→ Document extract:
Jennifer is a highly-educated professional as well as a soccer mom. She takes medication for her ADHD and is very disciplined about it. Very few ADHD adults are perfect with their medications, but she comes mighty close. She can tell you the specific day with absolute certainty that she last forgot to take her medication. It was the day she totaled her soccer-mom-mobile.
For the record, she had no passengers when it happened and no one was injured. But the costs and inconveniences were remarkable. Months later, she is haunted by two what-ifs. First, what if it had been worse? A split-second’s difference could have changed the mechanics of the crash. An air-bag could have failed. Another car could have easily become involved with much more serious consequences. Secondly, what if she could have prevented it by remembering her medication?
Much public discussion of ADHD medication centers on the side effects of the medication. Very little public scrutiny is given to the potentially more pressing question–what are the effects of not taking medication for ADHD? Do people with ADHD owe it to other people to take our medications?
There is a public health issue when inattentive or impulsive behaviors occur on busy, public streets and highways. Ask the truck drivers who spend their working lives on these highways how much erratic driving, sudden lane-changing and needless panic-braking they want to drive behind. Ask everyone who uses our streets and highways if they’re cool that other drivers are distracted.
A wealth of research shows positive, real-life benefits when people with ADHD use medication in their treatment. The corollary to these studies is the problems that occur without the medications. Swedish researchers recently published a study of Swedish drivers’ injury rates using techniques much like those in the ADHD and criminality study highlighted in my last post.
In this study, they looked at the serious accident rates (involving injury or death) for Swedish men and women with ADHD compared to the general population. The overall accident rates were over 2.5 time higher for ADHD drivers. They then looked at the accident rates while ADHD drivers were a) taking their medication at least some of the time and b) not taking their medication at all. Accident rates were 30% lower in medicated ADHD men, and the researchers estimated that it would have been about 45% lower if they had fewer gaps in medication use. The numbers were similar in women, but didn’t reach statistical significance, possible due to inadequate sample size.
If you extrapolate the results of the Swedish study to the entire US population, we could potentially prevent 100,000 injuries and deaths every year with consistent use of ADHD medications. That’s a lot of soccer moms and truck drivers with ADHD who wouldn’t be in the hospital (or the morgue). And there are a lot more soccer moms and truck drivers who don’t have ADHD who wouldn’t be passively involved in the same accidents.
Please drive attentively. Stop fiddling with buttons. Don’t eat meals. Don’t text. Don’t show off. Don’t make calls. And if you, like myself, have ADHD, don’t fail to use the treatments that improve our attention, reduce driving errors and save lives.

→ Raw data:
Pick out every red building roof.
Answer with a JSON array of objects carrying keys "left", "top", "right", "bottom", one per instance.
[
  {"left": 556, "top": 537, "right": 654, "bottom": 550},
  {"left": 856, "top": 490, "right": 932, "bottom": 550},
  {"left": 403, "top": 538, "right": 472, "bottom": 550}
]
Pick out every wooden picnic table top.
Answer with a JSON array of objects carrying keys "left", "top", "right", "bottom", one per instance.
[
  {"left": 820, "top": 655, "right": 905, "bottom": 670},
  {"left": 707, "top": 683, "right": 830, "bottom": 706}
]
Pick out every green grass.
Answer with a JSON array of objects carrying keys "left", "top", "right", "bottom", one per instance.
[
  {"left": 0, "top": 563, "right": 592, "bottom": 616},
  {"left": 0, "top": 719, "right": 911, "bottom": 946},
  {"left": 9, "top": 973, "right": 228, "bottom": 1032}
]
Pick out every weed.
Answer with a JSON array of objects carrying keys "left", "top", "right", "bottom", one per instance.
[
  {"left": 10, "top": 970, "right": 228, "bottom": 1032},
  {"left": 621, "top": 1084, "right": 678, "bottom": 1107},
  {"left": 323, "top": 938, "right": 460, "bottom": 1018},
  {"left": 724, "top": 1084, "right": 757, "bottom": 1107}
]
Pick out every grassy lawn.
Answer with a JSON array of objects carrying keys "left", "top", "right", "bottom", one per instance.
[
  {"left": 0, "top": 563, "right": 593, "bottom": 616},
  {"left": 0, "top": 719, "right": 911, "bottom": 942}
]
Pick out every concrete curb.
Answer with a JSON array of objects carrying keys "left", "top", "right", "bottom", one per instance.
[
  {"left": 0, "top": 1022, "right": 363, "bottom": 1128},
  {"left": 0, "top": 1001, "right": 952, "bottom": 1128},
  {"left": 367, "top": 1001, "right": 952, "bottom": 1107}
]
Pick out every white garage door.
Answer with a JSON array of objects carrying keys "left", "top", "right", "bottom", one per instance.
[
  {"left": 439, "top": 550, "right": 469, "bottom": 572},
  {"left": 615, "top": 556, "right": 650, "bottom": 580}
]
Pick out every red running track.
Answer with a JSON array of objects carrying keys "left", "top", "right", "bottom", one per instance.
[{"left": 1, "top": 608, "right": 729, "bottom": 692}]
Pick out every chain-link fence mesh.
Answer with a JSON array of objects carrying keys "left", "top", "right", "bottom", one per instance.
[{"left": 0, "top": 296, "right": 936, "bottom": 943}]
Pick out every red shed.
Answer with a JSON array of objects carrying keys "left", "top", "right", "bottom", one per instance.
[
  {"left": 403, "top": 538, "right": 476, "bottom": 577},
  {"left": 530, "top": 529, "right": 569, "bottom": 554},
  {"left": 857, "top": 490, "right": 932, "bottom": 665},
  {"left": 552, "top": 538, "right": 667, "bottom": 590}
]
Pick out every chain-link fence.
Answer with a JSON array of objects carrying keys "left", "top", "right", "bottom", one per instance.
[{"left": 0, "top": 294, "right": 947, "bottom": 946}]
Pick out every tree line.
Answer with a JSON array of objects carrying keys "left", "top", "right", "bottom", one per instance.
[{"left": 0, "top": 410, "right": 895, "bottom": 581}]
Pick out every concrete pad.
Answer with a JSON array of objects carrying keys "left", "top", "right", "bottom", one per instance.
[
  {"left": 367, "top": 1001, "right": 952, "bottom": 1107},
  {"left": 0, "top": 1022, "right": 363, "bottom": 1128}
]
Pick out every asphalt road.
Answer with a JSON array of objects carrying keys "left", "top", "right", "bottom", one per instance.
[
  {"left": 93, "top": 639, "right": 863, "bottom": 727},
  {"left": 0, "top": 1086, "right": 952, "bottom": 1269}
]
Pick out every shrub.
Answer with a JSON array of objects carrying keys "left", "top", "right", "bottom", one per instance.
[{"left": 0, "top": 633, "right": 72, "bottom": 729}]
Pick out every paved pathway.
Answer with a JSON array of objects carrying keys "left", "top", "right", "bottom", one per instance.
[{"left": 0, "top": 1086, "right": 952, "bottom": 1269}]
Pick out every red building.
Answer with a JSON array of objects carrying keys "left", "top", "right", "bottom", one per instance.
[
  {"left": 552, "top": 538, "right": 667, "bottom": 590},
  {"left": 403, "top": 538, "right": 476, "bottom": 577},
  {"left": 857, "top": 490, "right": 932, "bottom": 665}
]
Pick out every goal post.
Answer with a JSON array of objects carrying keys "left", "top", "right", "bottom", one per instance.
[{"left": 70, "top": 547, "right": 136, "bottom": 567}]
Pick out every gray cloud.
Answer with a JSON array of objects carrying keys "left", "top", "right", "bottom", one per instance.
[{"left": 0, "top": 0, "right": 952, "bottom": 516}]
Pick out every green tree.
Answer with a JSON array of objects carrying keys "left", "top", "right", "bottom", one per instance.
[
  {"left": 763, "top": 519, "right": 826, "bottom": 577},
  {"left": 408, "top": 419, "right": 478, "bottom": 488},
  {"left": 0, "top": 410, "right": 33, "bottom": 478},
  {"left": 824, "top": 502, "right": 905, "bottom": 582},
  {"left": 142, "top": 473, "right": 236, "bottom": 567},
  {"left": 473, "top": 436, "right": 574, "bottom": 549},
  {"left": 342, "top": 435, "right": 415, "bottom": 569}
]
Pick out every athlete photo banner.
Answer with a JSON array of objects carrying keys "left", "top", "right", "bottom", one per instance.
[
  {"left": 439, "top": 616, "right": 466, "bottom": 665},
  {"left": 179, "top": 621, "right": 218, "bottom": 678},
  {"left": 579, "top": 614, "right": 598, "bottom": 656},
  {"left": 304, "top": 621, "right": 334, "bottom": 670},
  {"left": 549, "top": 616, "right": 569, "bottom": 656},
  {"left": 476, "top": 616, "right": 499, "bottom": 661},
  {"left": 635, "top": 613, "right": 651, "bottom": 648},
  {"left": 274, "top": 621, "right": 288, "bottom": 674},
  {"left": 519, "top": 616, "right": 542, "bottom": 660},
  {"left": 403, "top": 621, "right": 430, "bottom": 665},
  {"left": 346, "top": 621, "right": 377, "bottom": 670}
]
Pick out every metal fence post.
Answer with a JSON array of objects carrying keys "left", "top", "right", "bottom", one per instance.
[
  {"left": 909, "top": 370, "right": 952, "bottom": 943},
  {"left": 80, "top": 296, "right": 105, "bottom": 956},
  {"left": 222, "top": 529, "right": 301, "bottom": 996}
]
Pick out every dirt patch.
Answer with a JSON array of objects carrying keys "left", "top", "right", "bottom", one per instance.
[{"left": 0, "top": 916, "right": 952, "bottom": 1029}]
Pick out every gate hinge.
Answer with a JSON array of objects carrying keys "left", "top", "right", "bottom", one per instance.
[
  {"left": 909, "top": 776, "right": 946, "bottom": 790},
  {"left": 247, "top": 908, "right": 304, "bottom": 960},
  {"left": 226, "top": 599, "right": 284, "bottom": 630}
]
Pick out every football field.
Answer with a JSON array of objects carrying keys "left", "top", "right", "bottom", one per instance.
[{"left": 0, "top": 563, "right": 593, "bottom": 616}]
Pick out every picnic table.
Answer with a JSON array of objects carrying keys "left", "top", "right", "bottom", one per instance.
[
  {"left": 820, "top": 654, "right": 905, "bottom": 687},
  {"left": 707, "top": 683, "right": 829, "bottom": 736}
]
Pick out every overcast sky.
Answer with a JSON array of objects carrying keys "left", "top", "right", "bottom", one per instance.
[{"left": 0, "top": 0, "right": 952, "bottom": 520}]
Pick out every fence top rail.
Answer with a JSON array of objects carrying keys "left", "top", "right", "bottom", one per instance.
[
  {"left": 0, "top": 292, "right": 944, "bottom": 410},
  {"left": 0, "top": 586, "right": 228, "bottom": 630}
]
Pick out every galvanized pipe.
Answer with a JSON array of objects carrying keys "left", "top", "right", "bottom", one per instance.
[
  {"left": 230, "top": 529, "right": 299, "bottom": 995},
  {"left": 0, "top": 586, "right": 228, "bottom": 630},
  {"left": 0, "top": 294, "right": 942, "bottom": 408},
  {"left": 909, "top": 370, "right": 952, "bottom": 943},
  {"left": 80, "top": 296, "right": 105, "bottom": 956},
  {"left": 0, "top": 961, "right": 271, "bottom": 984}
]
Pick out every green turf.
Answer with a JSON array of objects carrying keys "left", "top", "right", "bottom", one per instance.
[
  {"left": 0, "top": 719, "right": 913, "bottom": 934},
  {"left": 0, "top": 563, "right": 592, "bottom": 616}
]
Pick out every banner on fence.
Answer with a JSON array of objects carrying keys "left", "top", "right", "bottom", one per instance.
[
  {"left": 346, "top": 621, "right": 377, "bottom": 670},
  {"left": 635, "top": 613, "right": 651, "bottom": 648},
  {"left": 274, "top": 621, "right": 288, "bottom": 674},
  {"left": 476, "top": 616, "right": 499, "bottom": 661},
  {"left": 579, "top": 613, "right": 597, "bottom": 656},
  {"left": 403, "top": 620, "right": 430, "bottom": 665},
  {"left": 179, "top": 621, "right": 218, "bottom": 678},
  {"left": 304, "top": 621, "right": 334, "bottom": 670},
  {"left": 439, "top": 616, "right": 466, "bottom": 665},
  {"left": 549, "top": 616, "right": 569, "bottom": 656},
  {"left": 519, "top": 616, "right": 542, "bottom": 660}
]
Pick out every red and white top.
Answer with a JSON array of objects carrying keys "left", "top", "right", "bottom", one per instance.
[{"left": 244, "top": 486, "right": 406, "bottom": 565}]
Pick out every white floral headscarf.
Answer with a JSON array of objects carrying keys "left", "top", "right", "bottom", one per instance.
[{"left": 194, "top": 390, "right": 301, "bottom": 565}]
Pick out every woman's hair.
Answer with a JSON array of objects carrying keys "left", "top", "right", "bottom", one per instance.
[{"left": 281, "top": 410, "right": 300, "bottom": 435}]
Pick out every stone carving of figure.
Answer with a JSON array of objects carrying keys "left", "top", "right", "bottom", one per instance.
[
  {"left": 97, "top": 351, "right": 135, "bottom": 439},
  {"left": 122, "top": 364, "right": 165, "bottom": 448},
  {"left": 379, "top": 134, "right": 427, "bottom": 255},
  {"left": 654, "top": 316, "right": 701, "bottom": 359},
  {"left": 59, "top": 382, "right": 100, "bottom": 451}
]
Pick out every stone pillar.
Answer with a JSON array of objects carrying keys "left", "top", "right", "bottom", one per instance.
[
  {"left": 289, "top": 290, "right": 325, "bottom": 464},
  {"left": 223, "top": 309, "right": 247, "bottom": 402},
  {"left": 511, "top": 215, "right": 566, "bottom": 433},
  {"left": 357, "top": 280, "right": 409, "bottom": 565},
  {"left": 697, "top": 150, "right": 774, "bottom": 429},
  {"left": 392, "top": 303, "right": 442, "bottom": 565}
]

→ What the task requires: Please reproduce the passage of the article on ADHD medication and driving starting at "There is a public" and ending at "my last post.".

→ Task answer:
There is a public health issue when inattentive or impulsive behaviors occur on busy, public streets and highways. Ask the truck drivers who spend their working lives on these highways how much erratic driving, sudden lane-changing and needless panic-braking they want to drive behind. Ask everyone who uses our streets and highways if they’re cool that other drivers are distracted.
A wealth of research shows positive, real-life benefits when people with ADHD use medication in their treatment. The corollary to these studies is the problems that occur without the medications. Swedish researchers recently published a study of Swedish drivers’ injury rates using techniques much like those in the ADHD and criminality study highlighted in my last post.